Collected data:
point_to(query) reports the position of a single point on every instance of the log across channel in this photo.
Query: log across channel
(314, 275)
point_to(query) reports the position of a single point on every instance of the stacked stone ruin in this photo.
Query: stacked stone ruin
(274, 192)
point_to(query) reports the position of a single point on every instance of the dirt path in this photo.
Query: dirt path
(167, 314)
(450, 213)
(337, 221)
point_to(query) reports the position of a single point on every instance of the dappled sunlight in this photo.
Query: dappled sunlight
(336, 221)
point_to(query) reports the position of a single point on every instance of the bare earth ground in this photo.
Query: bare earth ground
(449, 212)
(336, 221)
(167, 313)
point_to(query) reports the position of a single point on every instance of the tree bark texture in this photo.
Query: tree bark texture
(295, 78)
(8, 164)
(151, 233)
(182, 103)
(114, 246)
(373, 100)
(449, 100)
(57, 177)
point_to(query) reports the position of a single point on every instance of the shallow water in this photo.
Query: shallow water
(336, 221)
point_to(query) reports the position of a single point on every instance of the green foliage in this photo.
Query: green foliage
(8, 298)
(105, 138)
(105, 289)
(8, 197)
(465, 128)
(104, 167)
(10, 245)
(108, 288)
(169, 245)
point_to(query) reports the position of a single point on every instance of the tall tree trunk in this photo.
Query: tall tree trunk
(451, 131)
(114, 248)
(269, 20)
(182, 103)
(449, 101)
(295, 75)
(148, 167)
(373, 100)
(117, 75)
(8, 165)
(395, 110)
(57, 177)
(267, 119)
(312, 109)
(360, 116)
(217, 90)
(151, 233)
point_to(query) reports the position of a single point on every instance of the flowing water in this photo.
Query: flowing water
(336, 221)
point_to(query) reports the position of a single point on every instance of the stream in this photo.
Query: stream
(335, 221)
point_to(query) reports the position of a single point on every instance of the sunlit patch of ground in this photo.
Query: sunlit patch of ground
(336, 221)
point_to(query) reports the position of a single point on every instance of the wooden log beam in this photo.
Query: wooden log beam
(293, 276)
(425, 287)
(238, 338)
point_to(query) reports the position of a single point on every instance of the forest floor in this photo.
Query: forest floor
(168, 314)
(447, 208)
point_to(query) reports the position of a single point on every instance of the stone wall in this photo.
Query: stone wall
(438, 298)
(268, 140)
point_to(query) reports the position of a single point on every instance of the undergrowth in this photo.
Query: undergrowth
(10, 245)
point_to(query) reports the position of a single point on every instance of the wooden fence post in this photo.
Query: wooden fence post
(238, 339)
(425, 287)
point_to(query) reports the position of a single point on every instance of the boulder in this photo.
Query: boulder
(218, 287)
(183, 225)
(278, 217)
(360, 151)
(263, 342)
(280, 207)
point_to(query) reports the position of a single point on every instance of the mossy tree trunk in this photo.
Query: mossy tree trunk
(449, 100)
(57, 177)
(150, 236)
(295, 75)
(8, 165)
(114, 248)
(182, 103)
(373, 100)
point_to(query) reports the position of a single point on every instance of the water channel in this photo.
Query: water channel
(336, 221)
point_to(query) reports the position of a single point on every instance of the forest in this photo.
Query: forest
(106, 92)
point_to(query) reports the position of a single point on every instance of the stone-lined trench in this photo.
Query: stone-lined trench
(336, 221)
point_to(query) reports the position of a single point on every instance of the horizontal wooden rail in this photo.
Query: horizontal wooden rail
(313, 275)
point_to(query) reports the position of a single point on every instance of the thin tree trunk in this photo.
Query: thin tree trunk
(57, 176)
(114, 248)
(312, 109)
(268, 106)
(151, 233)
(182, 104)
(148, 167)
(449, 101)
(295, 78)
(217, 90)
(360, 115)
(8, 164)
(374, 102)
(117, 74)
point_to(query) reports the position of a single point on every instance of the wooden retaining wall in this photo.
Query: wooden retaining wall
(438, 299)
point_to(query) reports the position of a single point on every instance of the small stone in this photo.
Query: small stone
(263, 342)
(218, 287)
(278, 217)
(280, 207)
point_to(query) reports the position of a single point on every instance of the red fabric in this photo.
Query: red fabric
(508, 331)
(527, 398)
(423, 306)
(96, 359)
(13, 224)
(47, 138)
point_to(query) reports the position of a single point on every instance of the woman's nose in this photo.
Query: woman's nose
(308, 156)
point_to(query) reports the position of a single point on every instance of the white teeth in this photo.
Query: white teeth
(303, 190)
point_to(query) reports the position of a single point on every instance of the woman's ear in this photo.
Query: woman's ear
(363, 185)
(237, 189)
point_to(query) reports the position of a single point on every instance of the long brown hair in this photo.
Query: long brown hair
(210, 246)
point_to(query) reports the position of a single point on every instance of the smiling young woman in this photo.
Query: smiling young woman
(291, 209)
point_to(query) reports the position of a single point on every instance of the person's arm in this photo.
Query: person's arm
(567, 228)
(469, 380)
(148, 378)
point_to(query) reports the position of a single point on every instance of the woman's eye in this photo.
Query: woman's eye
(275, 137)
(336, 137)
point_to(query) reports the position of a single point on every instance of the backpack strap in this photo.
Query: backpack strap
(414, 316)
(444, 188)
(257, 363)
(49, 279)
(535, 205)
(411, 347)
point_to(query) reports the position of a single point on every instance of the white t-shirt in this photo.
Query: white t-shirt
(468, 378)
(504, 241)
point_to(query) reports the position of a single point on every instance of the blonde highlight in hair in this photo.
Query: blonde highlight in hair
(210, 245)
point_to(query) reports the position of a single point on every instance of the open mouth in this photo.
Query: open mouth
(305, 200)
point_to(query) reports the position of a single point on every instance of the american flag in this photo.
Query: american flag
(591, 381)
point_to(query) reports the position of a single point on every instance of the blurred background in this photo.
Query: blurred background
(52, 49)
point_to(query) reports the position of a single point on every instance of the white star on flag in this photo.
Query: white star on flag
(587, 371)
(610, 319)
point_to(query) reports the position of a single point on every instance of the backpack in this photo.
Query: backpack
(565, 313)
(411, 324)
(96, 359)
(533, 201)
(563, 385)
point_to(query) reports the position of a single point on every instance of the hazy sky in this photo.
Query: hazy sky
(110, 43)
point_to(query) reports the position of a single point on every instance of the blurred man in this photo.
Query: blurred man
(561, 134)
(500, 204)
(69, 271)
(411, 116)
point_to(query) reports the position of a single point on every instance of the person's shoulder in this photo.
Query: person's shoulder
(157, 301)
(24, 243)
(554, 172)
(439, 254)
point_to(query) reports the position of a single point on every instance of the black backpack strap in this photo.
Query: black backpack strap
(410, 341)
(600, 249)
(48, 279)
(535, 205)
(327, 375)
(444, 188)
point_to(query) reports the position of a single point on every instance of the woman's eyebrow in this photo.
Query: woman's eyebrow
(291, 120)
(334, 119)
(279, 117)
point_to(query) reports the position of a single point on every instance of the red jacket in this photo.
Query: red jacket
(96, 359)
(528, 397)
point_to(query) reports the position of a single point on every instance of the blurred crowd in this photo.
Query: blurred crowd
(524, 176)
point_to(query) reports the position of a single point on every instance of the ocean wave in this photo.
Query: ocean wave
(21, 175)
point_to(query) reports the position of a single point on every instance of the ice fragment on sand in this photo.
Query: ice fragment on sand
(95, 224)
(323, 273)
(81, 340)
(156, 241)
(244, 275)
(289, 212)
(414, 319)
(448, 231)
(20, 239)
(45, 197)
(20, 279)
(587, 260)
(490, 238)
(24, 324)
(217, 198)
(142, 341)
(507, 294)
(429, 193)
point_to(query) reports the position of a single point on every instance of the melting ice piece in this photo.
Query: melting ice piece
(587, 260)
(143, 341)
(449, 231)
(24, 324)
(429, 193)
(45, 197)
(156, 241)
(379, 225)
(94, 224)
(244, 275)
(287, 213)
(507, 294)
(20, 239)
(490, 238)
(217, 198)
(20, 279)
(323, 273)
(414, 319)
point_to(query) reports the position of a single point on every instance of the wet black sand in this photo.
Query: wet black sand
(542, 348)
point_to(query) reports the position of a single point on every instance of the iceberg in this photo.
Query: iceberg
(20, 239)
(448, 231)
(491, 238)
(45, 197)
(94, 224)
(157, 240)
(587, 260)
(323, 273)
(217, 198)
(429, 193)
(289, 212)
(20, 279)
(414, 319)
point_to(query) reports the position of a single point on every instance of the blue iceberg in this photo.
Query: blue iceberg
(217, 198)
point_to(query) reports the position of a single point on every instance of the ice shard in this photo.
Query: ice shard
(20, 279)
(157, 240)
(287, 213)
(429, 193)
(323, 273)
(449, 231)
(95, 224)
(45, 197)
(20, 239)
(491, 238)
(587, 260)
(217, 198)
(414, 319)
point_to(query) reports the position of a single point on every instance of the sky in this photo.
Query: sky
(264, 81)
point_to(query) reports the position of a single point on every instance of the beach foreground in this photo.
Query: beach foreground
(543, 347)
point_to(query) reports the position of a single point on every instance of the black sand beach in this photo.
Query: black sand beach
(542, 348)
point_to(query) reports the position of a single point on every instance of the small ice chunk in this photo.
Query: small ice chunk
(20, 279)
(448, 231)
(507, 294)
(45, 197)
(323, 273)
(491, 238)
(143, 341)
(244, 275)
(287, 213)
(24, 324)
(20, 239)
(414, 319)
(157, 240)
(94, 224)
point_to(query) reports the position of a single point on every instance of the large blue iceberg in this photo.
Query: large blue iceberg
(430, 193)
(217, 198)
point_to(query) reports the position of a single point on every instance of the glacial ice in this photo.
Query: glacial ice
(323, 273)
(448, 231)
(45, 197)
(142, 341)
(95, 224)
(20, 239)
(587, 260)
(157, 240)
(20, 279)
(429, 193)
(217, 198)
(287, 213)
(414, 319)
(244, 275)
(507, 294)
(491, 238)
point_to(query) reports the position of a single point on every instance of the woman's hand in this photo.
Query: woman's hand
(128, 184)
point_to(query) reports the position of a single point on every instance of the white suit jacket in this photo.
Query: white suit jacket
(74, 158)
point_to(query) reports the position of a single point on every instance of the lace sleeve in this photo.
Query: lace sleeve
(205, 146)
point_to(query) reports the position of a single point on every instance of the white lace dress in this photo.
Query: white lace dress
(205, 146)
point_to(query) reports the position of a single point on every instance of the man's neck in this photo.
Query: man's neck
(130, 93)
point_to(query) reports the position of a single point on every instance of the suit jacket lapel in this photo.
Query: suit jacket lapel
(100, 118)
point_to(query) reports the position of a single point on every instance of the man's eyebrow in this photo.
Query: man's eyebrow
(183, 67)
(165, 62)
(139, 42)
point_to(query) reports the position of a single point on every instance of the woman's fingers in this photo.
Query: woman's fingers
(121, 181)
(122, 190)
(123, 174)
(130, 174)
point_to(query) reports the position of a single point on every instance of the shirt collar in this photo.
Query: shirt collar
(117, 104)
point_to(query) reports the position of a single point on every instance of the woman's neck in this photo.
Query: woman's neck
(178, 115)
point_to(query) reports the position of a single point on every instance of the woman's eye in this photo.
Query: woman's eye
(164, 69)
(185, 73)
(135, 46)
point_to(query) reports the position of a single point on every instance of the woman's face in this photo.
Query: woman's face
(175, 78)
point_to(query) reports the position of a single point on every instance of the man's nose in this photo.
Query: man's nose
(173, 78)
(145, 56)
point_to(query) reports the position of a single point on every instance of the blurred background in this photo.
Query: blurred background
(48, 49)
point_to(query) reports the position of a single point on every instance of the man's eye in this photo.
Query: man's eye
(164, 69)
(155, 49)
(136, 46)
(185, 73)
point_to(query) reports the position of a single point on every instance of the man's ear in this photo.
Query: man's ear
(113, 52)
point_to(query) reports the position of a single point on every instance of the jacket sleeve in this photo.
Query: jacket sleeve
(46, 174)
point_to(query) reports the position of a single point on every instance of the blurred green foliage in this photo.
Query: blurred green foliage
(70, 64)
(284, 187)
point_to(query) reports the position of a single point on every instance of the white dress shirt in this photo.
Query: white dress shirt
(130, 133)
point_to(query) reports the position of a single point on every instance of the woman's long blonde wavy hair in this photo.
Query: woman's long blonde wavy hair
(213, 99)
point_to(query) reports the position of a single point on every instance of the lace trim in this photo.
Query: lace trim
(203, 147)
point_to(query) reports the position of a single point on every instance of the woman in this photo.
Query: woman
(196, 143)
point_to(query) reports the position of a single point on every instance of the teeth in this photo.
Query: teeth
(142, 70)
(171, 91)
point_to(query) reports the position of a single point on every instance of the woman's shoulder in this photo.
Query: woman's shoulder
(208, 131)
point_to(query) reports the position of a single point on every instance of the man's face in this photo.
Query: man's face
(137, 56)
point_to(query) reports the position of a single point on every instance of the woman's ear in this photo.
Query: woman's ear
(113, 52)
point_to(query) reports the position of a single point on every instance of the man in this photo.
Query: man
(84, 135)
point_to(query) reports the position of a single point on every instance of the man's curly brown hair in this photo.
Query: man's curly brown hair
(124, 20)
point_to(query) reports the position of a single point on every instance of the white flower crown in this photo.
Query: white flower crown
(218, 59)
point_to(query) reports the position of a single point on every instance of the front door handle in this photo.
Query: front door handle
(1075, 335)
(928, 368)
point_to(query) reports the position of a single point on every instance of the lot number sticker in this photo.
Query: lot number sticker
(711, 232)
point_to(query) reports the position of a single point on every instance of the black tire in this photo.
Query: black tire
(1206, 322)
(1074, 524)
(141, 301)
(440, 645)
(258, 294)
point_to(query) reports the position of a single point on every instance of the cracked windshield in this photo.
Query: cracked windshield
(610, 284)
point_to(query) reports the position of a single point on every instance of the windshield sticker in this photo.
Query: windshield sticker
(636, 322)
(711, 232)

Your task:
Only the lines above starting at the line that holds "Query: dappled sunlight" and ending at the line that holds "texture in this photo." are to be repeated, exactly and in full.

Answer to the problem:
Query: dappled sunlight
(336, 221)
point_to(query) reports the position of a single point on every instance of the bare earth ground in this photo.
Query: bare earth ground
(449, 212)
(336, 221)
(167, 313)
point_to(query) reports the position of a single point on every instance of the tree bark texture in this photo.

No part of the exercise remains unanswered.